### To do
- 1) Using the text below about insuring a totaled car, answer each question in a few words:
(a) How much will the owner pay out of pocket?
(b) What new parts will the owner get with that money?
(c) Why does the reply say the insurer may charge higher rates on the vehicle?
- 2) Resume the exchange below about insuring a totaled car, picking up after its final sentence.

### Source text
:::

Thanks for your input. I settled with the insurance co., kept the title, and will have it repaired. My out of pocket will be $800. With this I will get two new OEM headlight assemblies. Now, since the totaled tag will be attached to the VIN, carfax, etc., will I have problems insuring it? I can document all repairs made.
Ask your insurance agent. The hoops you need to jump through will vary from state to state. If your goal is just to obtain liability insurance and you are making essentially cosmetic repairs it should be possible to meet that goal. Insuring the vehicle itself may not make sense even if it is theoretically possible, since it is worth only a couple of thousand dollars and the insurer may charge higher rates on it because it once had a salvage title.

:::

A run of records
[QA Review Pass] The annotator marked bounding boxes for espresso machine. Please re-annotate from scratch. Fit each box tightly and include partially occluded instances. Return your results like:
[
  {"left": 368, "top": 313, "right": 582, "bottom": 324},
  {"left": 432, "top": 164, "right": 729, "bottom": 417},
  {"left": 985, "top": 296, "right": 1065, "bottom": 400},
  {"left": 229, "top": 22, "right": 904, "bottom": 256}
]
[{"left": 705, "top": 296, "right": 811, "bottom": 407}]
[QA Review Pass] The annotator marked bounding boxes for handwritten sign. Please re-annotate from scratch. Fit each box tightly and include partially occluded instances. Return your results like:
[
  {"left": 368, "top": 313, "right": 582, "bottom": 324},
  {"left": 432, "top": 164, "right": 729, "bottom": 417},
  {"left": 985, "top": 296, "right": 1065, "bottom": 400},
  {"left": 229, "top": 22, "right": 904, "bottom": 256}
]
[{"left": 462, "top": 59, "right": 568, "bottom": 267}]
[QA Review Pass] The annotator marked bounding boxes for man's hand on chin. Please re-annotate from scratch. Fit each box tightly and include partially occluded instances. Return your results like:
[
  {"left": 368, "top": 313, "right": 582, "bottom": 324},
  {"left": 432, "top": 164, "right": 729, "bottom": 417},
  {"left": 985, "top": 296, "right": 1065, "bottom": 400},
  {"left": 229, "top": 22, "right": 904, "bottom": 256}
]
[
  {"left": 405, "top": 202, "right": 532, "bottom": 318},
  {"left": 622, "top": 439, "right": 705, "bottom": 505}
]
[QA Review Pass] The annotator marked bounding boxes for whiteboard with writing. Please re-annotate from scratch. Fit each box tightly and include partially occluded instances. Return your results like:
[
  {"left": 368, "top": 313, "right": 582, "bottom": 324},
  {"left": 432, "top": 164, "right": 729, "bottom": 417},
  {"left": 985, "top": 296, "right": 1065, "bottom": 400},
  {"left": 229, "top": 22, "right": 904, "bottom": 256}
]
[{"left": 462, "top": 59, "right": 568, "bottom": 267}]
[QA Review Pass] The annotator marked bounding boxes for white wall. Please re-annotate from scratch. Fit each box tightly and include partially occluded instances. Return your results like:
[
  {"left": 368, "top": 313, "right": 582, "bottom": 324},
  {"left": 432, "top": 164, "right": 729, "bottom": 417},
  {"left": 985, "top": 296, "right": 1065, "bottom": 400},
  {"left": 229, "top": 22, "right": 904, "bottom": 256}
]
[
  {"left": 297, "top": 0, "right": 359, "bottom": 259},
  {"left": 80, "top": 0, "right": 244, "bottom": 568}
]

:::

### Solved tasks
- 1)
(a) $800.
(b) Two new OEM headlight assemblies.
(c) Because it once had a salvage title.

- 2)
it varies from state to state but your car's title will still be clean (since you did not surrender it) and if there are no police report of the accident carfax will show nothing. The only caveat will be that you can't have it insured for comprehensive coverage to the same insurance company, only liability coverage. I assume this is just a recommendation from an agent since they won't pay you full coverage again because of the buyback. Insurance will gladly accept high premium from you for comprehensive coverage. You might be able to if you switch insurance company (I doubt insurance companies share claim records of the car) I've asked my friends about this stuff and their cars show as clean, in my case my friend who bought the car I bought back from insurance came up with a clean title when it was transferred to him.